> **TASK DETAILS**
Copy out every item below, changing "point at" to "indicate" each time it occurs and leaving everything else as it is.

> **RECORDS TO PROCESS**
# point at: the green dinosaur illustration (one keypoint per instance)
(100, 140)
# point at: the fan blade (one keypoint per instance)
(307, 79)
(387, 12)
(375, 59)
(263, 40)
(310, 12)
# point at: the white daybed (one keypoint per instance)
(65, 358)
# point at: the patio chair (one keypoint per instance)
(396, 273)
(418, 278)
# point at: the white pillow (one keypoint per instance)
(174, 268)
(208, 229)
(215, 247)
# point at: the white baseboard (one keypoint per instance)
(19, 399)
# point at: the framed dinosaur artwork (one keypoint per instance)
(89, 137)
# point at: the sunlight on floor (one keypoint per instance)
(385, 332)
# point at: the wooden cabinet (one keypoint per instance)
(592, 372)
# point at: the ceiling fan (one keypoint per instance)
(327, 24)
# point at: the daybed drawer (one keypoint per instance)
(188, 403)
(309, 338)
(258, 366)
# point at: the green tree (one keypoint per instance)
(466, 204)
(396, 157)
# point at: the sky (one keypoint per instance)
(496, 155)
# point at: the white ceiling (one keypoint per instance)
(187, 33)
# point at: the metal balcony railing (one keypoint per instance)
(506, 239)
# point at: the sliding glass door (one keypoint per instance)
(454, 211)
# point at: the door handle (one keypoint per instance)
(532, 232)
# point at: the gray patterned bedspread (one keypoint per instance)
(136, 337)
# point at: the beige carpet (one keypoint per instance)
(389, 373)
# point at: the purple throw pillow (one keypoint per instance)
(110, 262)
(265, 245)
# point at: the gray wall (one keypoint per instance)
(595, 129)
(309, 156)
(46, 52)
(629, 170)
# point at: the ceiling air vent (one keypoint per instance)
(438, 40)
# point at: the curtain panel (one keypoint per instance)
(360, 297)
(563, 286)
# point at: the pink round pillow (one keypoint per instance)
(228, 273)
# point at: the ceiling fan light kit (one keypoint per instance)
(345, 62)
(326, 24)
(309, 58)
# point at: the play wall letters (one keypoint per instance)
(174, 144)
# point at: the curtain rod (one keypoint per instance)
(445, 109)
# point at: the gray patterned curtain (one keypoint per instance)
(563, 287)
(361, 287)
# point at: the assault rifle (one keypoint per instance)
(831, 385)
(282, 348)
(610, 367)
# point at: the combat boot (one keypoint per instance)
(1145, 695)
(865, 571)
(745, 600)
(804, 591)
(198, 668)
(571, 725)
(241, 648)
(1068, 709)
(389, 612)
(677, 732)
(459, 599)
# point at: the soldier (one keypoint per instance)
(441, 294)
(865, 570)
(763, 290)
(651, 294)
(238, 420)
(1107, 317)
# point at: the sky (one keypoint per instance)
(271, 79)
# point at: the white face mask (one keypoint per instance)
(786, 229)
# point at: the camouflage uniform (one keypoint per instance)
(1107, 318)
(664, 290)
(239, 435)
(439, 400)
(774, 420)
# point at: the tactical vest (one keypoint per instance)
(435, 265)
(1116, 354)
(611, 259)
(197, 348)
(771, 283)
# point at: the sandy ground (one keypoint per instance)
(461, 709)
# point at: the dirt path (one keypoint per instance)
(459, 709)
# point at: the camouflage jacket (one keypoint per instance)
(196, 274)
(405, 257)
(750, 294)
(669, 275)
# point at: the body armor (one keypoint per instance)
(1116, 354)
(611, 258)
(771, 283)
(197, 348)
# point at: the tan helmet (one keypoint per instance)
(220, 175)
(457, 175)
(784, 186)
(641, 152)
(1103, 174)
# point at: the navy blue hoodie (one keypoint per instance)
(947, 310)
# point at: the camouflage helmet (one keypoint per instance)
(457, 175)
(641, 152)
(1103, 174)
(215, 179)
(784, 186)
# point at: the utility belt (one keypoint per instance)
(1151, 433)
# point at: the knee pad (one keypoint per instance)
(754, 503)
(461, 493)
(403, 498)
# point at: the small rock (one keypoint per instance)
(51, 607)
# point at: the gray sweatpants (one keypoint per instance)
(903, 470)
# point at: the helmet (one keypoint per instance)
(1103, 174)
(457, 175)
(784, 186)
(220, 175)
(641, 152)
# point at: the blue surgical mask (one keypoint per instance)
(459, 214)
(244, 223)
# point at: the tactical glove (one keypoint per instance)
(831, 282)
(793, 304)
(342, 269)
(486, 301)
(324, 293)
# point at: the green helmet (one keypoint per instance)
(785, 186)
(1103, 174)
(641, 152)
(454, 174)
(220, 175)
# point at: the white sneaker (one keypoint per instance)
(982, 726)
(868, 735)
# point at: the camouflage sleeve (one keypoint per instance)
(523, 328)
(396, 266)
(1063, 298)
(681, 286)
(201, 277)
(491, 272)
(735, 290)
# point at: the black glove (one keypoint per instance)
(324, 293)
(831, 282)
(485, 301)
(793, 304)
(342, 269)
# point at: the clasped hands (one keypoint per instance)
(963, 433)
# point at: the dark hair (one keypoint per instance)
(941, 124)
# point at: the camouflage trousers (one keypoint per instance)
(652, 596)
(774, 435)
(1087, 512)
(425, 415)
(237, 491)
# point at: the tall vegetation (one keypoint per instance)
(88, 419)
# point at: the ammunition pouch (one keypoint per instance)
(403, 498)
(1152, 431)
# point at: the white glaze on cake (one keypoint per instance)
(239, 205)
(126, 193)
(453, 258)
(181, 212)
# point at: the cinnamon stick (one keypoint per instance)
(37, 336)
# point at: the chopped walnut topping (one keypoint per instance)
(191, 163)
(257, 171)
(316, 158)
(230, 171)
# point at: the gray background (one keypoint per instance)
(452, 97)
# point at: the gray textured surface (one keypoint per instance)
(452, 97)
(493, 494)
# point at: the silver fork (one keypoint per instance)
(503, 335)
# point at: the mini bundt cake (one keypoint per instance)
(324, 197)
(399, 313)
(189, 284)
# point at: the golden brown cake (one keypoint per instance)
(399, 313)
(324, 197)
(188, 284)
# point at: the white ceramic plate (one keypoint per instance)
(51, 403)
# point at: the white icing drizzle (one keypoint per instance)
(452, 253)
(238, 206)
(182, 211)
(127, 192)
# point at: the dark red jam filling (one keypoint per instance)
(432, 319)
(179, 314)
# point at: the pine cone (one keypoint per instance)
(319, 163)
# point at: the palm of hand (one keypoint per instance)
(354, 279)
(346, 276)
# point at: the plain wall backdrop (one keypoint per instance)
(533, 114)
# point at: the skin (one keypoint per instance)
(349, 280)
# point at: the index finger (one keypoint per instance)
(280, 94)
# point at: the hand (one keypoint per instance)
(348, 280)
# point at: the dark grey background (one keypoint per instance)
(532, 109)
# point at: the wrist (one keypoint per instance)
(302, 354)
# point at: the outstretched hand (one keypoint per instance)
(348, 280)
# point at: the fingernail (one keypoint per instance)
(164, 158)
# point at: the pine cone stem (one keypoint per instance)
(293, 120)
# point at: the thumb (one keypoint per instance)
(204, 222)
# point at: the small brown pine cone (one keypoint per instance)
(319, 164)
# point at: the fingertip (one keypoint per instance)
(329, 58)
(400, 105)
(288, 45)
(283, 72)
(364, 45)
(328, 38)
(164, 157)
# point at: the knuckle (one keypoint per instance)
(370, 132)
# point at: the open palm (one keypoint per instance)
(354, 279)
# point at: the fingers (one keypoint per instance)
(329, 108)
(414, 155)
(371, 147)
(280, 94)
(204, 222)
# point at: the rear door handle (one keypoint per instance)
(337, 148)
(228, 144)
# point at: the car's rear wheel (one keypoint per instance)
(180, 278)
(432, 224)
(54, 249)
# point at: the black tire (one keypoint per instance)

> **FINAL ANSWER**
# indicate: the green dinosaur illustration (one keypoint per instance)
(100, 140)
# indicate: the fan blade (one keypoint per instance)
(307, 79)
(387, 12)
(375, 59)
(263, 40)
(310, 12)
# indicate: the white daybed (one keypoint per instance)
(65, 358)
# indicate: the patio chair (one keypoint per instance)
(396, 273)
(418, 278)
# indicate: the white pillow (one keypoint per instance)
(174, 268)
(208, 229)
(215, 247)
# indicate: the white baseboard (one keypoint per instance)
(19, 399)
# indicate: the framed dinosaur artwork (one keypoint per instance)
(89, 137)
# indicate: the sunlight on floor (one keypoint per instance)
(385, 332)
# indicate: the wooden cabinet (one keypoint per instance)
(592, 372)
# indicate: the ceiling fan (one keypoint per instance)
(327, 24)
# indicate: the daybed drawer (one keypoint per instance)
(188, 403)
(309, 338)
(258, 366)
# indicate: the green tree (one keypoint per instance)
(466, 204)
(396, 157)
# indicate: the sky (one keypoint per instance)
(496, 155)
# indicate: the white ceiling (one keypoint per instance)
(187, 33)
# indicate: the metal balcony railing (one keypoint per instance)
(506, 239)
# indicate: the sliding glass door (one keypoint per instance)
(454, 211)
# indicate: the door handle (one keypoint per instance)
(532, 232)
# indicate: the gray patterned bedspread (one keypoint per instance)
(136, 337)
# indicate: the beige carpet (one keypoint per instance)
(389, 373)
# indicate: the purple throw pillow (one keypoint per instance)
(110, 262)
(265, 245)
# indicate: the gray wall (one keypoint per instance)
(595, 129)
(309, 156)
(46, 52)
(629, 170)
# indicate: the ceiling air vent (one keypoint per instance)
(438, 40)
# indicate: the curtain panel (one keypoint per instance)
(360, 297)
(563, 286)
# indicate: the pink round pillow (one keypoint per instance)
(228, 273)
# indicate: the ceiling fan light kit (one keypoint per instance)
(345, 62)
(326, 24)
(309, 58)
# indicate: the play wall letters (one keypoint per instance)
(174, 144)
# indicate: the curtain rod (one keypoint per instance)
(445, 109)
# indicate: the gray patterned curtain (one keypoint per instance)
(563, 287)
(361, 287)
# indicate: the assault rifle (one keypoint per instance)
(831, 385)
(282, 348)
(610, 367)
# indicate: the combat boot (one keypoint per instance)
(1145, 695)
(865, 571)
(745, 600)
(804, 591)
(198, 668)
(571, 725)
(241, 648)
(1068, 709)
(389, 612)
(677, 732)
(459, 599)
# indicate: the soldier (one keypoint per instance)
(441, 294)
(865, 570)
(763, 290)
(651, 294)
(238, 420)
(1107, 317)
# indicate: the sky (one keypoint per instance)
(271, 79)
# indicate: the white face mask (one keypoint per instance)
(786, 229)
# indicate: the camouflage uniform (one keypoint per instance)
(1107, 318)
(664, 290)
(239, 435)
(439, 400)
(774, 420)
# indicate: the tactical vest (one keypoint per instance)
(435, 265)
(1116, 354)
(611, 259)
(197, 348)
(771, 283)
# indicate: the sandy ground (one keypoint per instance)
(461, 709)
# indicate: the dirt path (one keypoint per instance)
(459, 709)
# indicate: the camouflage jacket (one keypoint per instance)
(196, 274)
(405, 257)
(750, 294)
(669, 275)
# indicate: the body armor (one keypoint per instance)
(1116, 354)
(611, 258)
(771, 283)
(197, 348)
# indicate: the tan helmet (one keypoint per instance)
(220, 175)
(457, 175)
(784, 186)
(641, 152)
(1103, 174)
# indicate: the navy blue hoodie (one keypoint per instance)
(947, 310)
# indicate: the camouflage helmet (one keypoint per instance)
(457, 175)
(641, 152)
(1103, 174)
(215, 179)
(784, 186)
# indicate: the utility belt (one keypoint per instance)
(1151, 433)
# indicate: the knee pad (one keypoint per instance)
(754, 503)
(461, 493)
(403, 498)
# indicate: the small rock (one keypoint per instance)
(51, 607)
# indicate: the gray sweatpants (one keypoint per instance)
(903, 470)
# indicate: the helmet (one keypoint per instance)
(1103, 174)
(457, 175)
(784, 186)
(220, 175)
(641, 152)
# indicate: the blue surgical mask (one keypoint per instance)
(459, 214)
(244, 223)
# indicate: the tactical glove (one keypoint per instance)
(831, 282)
(793, 304)
(342, 269)
(486, 301)
(324, 293)
# indicate: the green helmet (one keypoint per instance)
(785, 186)
(1103, 174)
(641, 152)
(454, 174)
(220, 175)
# indicate: the white sneaker (one keypoint per instance)
(982, 726)
(868, 735)
# indicate: the camouflage sleeve (one keypoint per instance)
(523, 328)
(396, 266)
(1063, 298)
(681, 286)
(201, 277)
(491, 272)
(735, 290)
# indicate: the black glove (one keypoint per instance)
(324, 293)
(831, 282)
(485, 301)
(793, 304)
(342, 269)
# indicate: the clasped hands (one keypoint per instance)
(963, 433)
# indicate: the dark hair (one keypoint per instance)
(941, 124)
# indicate: the camouflage trousers (one keypoint per instance)
(652, 596)
(774, 435)
(1087, 512)
(425, 415)
(237, 491)
# indicate: the tall vegetation (one keypoint per instance)
(88, 419)
# indicate: the ammunition pouch (one keypoint per instance)
(403, 498)
(1152, 431)
# indicate: the white glaze on cake (one keypoint per instance)
(239, 205)
(126, 193)
(453, 258)
(181, 212)
# indicate: the cinnamon stick (one keypoint per instance)
(37, 336)
# indicate: the chopped walnut topping (one keypoint per instance)
(191, 163)
(257, 171)
(316, 158)
(230, 171)
# indicate: the gray background (one keypoint per instance)
(452, 97)
# indicate: the gray textured surface (one keypoint per instance)
(452, 97)
(493, 494)
# indicate: the silver fork (one keypoint per instance)
(503, 335)
# indicate: the mini bundt cake (one keypoint per instance)
(324, 197)
(399, 313)
(189, 284)
# indicate: the golden brown cake (one keypoint per instance)
(399, 313)
(324, 197)
(188, 284)
# indicate: the white ceramic plate (one keypoint per instance)
(51, 403)
# indicate: the white icing drizzle (one keypoint per instance)
(452, 253)
(238, 206)
(182, 211)
(127, 192)
# indicate: the dark red jam filling (one keypoint per instance)
(432, 319)
(179, 314)
# indicate: the pine cone (one keypoint per instance)
(319, 163)
# indicate: the palm of hand (one keypoint per instance)
(354, 279)
(346, 276)
# indicate: the plain wall backdrop (one keypoint per instance)
(533, 114)
# indicate: the skin (one keypoint per instance)
(349, 280)
# indicate: the index finger (one keypoint per instance)
(280, 94)
# indicate: the hand (one keypoint per instance)
(348, 280)
# indicate: the dark grey background (one keypoint per instance)
(532, 109)
# indicate: the wrist (one keypoint per instance)
(302, 354)
# indicate: the outstretched hand (one keypoint per instance)
(348, 280)
# indicate: the fingernail (one keypoint per instance)
(164, 158)
# indicate: the pine cone stem (one keypoint per instance)
(293, 120)
# indicate: the thumb (one keypoint per instance)
(204, 222)
# indicate: the small brown pine cone (one keypoint per instance)
(319, 164)
# indicate: the fingertip (one keypoint per instance)
(329, 58)
(400, 105)
(288, 45)
(283, 72)
(364, 45)
(328, 38)
(164, 157)
# indicate: the knuckle (one keypoint per instance)
(370, 132)
# indicate: the open palm (one keypoint per instance)
(354, 279)
# indicate: the fingers (one keypoint per instance)
(329, 108)
(414, 155)
(371, 147)
(280, 94)
(204, 222)
# indicate: the rear door handle (one keypoint per instance)
(337, 148)
(228, 144)
# indicate: the car's rear wheel (one keypoint per instance)
(180, 278)
(432, 224)
(54, 249)
# indicate: the black tire (one keypoint per instance)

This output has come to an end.